--- Start ---

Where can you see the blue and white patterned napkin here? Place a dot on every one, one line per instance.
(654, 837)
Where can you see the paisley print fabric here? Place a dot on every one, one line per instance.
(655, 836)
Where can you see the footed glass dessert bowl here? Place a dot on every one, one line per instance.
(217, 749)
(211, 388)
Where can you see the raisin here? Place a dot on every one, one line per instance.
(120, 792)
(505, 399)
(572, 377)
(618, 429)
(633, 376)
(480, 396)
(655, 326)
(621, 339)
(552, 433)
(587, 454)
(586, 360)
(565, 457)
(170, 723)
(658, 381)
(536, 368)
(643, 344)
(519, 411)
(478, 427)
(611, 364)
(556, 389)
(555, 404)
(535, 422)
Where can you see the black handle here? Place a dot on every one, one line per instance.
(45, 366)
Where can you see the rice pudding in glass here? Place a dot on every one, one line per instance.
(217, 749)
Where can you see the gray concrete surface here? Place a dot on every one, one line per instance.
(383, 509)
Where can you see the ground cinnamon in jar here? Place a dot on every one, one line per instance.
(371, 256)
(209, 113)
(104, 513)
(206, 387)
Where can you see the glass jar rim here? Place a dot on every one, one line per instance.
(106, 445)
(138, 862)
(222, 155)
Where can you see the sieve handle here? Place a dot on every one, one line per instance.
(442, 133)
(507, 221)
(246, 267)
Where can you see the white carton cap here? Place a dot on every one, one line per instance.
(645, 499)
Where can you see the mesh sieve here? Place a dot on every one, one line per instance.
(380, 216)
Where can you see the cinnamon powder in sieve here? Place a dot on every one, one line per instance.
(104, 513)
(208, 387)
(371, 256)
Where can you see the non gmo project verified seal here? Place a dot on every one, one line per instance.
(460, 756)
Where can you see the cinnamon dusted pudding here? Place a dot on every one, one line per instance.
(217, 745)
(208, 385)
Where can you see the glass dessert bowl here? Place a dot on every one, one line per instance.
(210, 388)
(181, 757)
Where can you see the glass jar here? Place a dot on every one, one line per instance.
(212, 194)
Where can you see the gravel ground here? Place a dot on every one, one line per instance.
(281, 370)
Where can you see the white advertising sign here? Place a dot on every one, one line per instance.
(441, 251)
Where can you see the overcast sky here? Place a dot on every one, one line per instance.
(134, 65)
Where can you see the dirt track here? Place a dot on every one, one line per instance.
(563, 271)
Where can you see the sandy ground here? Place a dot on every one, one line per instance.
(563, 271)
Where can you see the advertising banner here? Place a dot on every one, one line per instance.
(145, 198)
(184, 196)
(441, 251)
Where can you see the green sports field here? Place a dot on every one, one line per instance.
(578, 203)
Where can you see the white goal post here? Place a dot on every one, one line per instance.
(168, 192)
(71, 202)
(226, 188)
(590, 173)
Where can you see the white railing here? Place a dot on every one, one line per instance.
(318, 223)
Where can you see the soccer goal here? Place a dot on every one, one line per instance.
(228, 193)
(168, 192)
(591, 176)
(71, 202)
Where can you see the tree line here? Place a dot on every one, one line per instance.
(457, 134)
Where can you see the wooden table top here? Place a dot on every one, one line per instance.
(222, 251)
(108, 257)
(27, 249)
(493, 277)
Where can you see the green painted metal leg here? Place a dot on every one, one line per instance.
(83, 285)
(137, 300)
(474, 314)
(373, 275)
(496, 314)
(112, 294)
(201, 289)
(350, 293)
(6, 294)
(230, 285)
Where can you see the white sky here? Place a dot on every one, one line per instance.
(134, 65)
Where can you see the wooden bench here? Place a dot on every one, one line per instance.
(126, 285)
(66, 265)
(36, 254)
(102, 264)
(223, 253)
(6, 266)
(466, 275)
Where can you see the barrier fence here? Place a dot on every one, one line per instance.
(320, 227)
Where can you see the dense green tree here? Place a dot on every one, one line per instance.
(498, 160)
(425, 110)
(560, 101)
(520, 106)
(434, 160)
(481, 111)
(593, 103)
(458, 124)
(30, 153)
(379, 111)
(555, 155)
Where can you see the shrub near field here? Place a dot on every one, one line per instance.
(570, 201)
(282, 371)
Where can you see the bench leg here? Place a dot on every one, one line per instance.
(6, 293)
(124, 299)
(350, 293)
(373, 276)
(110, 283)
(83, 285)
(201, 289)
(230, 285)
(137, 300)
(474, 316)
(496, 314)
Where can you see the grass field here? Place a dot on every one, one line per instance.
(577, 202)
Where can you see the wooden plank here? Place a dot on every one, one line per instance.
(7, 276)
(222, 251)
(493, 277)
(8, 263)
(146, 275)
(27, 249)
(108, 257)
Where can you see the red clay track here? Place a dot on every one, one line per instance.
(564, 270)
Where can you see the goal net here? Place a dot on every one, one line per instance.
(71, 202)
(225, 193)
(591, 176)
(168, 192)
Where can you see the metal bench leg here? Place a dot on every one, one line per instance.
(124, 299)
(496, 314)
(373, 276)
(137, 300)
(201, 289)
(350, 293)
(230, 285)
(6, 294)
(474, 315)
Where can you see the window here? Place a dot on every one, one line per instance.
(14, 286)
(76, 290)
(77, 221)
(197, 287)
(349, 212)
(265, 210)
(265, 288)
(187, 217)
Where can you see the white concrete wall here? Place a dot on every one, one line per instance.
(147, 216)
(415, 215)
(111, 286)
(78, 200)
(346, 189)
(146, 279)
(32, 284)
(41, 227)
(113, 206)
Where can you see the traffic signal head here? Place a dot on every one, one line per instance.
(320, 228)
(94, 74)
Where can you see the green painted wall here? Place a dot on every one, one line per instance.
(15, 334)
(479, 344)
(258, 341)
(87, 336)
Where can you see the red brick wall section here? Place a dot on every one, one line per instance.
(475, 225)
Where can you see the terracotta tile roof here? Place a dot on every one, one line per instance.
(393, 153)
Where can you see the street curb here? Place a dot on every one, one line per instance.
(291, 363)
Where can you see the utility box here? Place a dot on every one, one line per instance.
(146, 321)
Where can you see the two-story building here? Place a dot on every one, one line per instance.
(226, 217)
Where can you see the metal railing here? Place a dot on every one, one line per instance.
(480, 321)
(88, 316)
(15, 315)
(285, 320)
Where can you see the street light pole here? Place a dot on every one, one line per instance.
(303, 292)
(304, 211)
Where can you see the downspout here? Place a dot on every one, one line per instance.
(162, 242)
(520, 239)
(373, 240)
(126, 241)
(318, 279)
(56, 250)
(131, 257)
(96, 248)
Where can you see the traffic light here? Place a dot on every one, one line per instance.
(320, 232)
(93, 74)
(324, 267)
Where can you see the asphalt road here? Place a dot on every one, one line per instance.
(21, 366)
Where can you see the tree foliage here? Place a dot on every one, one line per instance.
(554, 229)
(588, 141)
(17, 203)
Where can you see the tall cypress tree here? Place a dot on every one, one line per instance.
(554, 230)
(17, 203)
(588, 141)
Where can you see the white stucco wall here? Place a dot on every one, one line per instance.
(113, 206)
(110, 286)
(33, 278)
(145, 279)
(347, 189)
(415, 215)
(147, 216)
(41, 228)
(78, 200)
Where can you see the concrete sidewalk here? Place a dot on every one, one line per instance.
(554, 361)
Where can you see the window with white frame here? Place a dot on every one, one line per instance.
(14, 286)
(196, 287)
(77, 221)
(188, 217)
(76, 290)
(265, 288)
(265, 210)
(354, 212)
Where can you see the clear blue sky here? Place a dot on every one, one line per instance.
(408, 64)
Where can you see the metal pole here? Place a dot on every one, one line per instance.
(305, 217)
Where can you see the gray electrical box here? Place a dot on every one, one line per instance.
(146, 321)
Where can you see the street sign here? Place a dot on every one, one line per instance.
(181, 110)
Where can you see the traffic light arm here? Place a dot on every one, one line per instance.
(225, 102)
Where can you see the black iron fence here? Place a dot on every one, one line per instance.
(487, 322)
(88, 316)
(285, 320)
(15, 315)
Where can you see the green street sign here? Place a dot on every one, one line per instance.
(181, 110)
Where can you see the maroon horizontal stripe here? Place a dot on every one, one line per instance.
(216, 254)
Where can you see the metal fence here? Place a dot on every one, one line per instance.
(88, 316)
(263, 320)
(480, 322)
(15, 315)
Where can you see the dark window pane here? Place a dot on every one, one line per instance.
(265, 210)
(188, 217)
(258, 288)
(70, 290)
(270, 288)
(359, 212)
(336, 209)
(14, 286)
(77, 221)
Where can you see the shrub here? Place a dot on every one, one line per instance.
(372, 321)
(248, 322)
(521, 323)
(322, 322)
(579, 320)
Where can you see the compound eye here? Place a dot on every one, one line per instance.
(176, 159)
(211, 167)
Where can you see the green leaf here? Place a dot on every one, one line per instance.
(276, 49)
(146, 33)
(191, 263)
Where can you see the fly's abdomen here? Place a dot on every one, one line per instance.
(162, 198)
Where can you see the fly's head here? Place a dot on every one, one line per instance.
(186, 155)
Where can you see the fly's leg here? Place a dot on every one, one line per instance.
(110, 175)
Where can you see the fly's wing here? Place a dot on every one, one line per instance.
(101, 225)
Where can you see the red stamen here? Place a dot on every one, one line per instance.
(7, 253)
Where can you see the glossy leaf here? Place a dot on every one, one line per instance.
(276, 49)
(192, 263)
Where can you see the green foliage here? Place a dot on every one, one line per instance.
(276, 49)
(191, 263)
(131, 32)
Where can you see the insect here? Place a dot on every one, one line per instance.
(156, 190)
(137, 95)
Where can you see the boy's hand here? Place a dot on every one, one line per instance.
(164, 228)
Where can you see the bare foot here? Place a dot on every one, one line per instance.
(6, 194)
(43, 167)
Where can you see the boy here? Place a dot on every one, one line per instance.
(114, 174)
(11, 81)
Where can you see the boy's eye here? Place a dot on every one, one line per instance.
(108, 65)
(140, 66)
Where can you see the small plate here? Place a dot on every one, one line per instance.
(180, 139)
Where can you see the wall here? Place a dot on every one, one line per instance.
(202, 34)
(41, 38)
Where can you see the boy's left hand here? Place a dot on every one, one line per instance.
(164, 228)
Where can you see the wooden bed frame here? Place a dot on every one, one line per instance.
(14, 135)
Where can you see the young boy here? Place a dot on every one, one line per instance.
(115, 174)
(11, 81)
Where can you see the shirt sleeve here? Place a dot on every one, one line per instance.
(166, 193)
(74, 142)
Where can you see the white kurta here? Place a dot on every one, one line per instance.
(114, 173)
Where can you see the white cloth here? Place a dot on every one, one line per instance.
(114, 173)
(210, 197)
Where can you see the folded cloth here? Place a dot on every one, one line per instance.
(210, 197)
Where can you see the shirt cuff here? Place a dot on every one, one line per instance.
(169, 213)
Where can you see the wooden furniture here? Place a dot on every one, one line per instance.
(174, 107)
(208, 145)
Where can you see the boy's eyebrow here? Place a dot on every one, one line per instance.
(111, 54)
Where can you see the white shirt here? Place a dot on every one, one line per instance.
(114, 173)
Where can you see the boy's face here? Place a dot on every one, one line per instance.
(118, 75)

--- End ---

WHAT IS ASKED
Nothing but the lines from the one with "Where can you see the folded" through the end of the data above should be repeated, each exactly as it stands.

EXERCISE ANSWER
Where can you see the folded cloth here? Place a dot on every one, one line per instance.
(210, 197)
Where can you see the shirt cuff here? Place a dot on every one, one line per instance.
(169, 213)
Where can you see the wooden furniture here? Place a dot on every one, one line per instance.
(174, 107)
(208, 145)
Where can you see the boy's eyebrow here? Place a dot on every one, one line per instance.
(111, 54)
Where can you see the white shirt here? Place a dot on every one, one line per instance.
(114, 173)
Where can you see the boy's face here? Place a dot on every one, one line per instance.
(118, 75)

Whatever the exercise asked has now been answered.